_Data records:_
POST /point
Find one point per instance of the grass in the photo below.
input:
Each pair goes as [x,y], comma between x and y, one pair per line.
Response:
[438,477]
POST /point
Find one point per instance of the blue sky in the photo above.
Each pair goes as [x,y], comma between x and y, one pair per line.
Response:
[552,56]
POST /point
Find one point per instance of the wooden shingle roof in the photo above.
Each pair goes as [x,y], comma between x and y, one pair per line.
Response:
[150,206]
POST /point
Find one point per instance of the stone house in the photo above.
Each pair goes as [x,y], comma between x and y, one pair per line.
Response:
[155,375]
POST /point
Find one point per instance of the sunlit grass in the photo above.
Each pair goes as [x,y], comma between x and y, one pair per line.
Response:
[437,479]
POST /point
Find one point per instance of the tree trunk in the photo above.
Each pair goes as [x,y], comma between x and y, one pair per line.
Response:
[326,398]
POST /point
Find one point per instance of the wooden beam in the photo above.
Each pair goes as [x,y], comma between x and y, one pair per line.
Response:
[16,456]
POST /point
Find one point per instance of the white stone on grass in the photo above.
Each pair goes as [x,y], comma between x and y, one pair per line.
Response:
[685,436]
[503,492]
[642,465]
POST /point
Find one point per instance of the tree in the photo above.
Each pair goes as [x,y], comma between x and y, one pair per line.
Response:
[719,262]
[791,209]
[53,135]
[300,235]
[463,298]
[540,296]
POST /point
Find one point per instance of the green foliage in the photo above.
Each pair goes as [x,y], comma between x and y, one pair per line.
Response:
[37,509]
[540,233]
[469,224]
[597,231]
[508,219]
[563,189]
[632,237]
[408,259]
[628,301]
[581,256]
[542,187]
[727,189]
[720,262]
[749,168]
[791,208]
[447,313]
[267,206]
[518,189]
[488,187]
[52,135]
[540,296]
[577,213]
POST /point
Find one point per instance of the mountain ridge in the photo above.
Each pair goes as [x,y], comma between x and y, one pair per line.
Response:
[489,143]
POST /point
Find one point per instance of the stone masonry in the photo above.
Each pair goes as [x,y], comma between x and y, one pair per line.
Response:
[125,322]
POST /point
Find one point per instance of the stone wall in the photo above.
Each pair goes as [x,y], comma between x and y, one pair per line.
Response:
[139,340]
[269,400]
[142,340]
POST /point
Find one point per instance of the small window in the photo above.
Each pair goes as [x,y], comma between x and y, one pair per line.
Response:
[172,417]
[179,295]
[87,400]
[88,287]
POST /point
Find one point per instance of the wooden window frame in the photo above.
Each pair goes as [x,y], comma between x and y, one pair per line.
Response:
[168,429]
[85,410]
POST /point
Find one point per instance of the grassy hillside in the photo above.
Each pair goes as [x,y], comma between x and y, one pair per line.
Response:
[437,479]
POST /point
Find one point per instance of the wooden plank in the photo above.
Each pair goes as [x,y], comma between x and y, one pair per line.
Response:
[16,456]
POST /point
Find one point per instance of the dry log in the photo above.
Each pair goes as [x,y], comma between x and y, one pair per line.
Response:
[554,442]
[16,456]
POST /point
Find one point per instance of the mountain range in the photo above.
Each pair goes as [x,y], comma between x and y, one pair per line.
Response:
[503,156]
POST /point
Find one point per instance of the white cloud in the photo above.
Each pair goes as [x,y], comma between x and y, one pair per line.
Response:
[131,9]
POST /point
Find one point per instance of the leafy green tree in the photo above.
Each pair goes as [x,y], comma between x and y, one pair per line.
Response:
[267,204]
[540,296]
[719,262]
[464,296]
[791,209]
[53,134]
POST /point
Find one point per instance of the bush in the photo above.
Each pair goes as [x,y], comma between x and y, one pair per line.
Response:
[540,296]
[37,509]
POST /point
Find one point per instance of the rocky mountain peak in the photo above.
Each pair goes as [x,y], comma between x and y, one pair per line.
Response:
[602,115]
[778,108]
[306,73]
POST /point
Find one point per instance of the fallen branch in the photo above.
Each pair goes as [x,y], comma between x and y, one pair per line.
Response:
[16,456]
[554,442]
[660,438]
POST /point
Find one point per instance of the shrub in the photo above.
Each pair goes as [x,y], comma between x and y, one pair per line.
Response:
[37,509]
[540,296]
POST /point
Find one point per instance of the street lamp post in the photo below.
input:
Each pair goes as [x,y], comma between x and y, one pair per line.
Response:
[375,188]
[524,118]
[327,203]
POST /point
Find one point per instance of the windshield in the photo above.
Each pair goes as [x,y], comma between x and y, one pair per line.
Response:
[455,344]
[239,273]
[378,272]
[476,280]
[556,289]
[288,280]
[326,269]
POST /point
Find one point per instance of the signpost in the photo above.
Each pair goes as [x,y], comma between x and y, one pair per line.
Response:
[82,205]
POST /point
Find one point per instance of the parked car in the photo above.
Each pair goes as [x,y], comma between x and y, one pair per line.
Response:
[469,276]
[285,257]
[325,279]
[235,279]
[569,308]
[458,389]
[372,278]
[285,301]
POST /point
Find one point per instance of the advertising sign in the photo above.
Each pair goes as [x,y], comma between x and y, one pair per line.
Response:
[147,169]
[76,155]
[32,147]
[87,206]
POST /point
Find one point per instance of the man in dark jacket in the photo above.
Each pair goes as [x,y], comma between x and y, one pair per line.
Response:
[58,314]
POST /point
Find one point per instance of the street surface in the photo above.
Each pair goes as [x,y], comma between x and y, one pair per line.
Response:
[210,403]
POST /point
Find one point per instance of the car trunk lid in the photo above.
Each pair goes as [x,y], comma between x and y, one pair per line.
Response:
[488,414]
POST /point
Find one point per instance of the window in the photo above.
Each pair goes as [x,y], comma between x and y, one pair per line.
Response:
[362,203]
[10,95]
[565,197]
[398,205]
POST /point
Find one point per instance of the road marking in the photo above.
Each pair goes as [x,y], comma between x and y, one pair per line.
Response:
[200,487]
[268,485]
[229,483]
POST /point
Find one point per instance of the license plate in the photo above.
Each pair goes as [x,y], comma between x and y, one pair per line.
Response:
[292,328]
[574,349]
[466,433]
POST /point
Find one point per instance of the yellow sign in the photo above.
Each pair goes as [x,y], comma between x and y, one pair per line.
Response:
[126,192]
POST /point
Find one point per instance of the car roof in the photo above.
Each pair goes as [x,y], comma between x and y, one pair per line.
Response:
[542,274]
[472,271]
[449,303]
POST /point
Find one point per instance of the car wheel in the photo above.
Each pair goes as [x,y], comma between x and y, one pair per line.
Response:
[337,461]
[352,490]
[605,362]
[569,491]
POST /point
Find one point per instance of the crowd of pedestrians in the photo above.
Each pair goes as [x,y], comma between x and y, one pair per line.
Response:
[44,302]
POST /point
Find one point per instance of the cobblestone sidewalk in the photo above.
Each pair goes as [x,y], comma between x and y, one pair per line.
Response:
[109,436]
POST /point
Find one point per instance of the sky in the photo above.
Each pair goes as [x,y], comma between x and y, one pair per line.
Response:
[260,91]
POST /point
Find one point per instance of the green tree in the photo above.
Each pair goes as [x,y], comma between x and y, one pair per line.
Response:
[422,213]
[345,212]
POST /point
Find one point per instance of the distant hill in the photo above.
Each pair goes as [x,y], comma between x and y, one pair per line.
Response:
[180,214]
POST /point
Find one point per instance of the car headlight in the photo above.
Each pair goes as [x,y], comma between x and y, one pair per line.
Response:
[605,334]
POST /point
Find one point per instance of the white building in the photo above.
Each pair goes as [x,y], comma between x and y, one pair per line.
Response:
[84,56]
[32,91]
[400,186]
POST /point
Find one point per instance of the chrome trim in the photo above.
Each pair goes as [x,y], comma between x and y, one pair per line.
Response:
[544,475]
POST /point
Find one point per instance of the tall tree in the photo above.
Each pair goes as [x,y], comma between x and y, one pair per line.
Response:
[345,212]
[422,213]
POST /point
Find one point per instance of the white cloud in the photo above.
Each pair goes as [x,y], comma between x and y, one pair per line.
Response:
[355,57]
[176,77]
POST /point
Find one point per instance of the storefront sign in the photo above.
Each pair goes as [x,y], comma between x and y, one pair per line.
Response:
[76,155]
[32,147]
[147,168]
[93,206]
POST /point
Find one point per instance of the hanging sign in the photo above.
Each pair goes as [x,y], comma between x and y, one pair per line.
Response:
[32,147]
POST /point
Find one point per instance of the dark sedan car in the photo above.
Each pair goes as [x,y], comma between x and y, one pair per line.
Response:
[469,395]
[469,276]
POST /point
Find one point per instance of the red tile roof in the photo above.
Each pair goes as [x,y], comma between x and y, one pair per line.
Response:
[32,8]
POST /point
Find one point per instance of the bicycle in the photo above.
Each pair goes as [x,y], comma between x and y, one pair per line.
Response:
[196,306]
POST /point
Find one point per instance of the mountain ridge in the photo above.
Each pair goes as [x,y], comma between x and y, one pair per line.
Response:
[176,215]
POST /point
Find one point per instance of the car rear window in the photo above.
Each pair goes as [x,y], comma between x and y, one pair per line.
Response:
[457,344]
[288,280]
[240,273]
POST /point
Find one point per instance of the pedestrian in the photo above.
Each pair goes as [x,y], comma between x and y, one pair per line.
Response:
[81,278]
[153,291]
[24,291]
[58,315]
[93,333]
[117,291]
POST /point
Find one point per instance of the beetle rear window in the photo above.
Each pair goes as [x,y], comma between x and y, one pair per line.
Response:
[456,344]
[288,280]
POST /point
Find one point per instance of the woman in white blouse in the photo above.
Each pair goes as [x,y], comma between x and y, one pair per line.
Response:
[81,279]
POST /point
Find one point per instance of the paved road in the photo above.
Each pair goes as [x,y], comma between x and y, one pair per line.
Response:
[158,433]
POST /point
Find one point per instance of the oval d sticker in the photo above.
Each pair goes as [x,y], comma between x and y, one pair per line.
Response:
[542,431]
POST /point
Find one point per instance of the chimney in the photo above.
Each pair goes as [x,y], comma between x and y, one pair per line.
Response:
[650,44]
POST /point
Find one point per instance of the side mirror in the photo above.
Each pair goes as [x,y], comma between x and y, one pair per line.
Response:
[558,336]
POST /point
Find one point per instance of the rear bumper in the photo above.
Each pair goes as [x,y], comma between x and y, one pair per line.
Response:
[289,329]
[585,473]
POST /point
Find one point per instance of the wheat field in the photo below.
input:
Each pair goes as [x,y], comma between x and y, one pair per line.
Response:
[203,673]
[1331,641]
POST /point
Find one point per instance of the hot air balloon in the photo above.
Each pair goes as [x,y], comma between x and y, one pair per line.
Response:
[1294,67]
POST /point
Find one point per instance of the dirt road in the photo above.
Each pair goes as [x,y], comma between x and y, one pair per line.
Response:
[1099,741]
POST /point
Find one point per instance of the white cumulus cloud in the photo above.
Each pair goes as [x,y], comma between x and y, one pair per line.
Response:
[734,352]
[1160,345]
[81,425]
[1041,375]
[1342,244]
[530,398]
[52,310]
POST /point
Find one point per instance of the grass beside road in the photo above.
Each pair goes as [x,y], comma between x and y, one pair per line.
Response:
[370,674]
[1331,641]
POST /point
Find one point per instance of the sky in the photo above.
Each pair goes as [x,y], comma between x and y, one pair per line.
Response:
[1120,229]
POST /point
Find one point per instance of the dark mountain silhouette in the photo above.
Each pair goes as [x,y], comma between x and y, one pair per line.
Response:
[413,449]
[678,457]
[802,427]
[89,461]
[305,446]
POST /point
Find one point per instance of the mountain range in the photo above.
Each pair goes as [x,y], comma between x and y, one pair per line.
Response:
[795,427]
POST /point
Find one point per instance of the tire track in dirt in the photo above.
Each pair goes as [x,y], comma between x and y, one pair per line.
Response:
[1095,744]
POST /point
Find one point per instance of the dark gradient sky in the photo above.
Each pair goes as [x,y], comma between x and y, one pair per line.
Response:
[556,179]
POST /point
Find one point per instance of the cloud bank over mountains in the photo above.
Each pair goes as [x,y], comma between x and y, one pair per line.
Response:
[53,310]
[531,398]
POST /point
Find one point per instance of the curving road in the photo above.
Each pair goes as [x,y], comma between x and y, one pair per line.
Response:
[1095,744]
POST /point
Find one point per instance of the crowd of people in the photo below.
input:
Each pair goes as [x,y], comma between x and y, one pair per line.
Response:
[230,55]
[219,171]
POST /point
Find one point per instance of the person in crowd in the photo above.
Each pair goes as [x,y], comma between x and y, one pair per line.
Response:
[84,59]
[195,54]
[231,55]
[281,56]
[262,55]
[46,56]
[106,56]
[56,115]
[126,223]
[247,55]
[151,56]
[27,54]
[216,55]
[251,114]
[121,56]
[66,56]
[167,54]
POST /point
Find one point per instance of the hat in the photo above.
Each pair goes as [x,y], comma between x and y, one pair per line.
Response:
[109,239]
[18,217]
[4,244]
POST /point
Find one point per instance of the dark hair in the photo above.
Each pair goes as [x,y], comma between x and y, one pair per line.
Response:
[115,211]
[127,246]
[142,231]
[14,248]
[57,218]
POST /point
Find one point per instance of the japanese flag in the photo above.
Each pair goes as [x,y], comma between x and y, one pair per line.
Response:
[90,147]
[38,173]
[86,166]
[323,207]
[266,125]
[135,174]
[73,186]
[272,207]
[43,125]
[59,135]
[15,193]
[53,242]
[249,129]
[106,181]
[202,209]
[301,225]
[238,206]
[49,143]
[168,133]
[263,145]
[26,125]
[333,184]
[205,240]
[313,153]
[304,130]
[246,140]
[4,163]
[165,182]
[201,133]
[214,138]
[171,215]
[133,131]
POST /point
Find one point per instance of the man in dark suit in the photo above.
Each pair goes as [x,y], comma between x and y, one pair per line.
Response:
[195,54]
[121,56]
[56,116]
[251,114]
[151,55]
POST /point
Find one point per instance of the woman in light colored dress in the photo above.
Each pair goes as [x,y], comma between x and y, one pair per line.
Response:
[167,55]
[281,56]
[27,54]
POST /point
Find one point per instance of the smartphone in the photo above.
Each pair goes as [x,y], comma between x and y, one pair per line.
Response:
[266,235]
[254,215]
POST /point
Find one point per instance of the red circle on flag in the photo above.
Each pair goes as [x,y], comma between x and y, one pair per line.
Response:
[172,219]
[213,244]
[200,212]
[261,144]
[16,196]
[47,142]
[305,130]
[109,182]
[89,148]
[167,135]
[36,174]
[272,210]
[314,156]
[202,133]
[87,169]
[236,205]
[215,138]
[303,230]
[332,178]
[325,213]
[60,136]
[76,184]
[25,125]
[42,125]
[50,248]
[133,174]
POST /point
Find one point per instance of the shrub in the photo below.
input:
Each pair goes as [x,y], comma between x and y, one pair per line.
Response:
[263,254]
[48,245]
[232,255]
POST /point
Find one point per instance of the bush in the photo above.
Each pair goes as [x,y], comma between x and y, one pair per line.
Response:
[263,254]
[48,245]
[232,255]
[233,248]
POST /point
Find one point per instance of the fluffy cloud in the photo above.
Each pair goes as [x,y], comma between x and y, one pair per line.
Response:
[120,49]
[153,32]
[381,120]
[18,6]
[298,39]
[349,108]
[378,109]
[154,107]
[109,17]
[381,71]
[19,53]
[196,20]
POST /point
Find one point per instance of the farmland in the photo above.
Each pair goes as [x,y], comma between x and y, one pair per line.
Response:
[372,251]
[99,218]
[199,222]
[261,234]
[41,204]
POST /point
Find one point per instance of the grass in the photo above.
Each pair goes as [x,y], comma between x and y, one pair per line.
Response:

_What is expected:_ Going through the records above, count the lines that include the word "below". Give the number alone.

_Answer for this exercise:_ 5